+++ Input +++

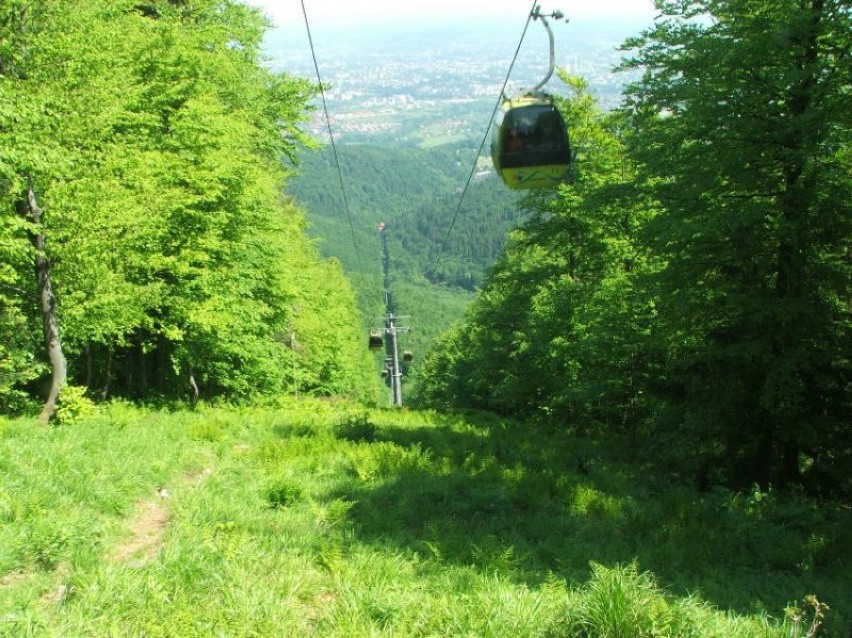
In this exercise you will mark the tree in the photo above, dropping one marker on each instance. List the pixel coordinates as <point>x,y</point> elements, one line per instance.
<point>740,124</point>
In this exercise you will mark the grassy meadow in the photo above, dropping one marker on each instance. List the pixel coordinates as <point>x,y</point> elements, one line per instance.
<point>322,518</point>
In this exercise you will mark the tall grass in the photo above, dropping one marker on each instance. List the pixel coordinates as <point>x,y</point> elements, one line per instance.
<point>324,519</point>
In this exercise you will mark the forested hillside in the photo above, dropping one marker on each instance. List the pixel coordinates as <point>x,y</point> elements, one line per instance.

+++

■ **What this task involves**
Pull every line of text from the entries above and reproduce it word for word. Leave out the pictures.

■ **Task response**
In this exercise you will mark the tree in the photo above, dropping one marker on each instance. List the pixel coordinates as <point>x,y</point> elements, one line per instance.
<point>740,124</point>
In this exercise you will mark the grassy meadow in the photo above, dropping one marker on each instance. List the pixel coordinates as <point>x,y</point> elements, one line per instance.
<point>322,518</point>
In this exercise you will mark the tall grass in the photo above, dropping one marker on each instance. List the pixel coordinates as <point>x,y</point> elements, one line per instance.
<point>324,519</point>
In this exercise you will mark the forested hillside in the photo above, dropping one marker on each instance. List the pixel coordinates as <point>x,y</point> elements, one line per instance.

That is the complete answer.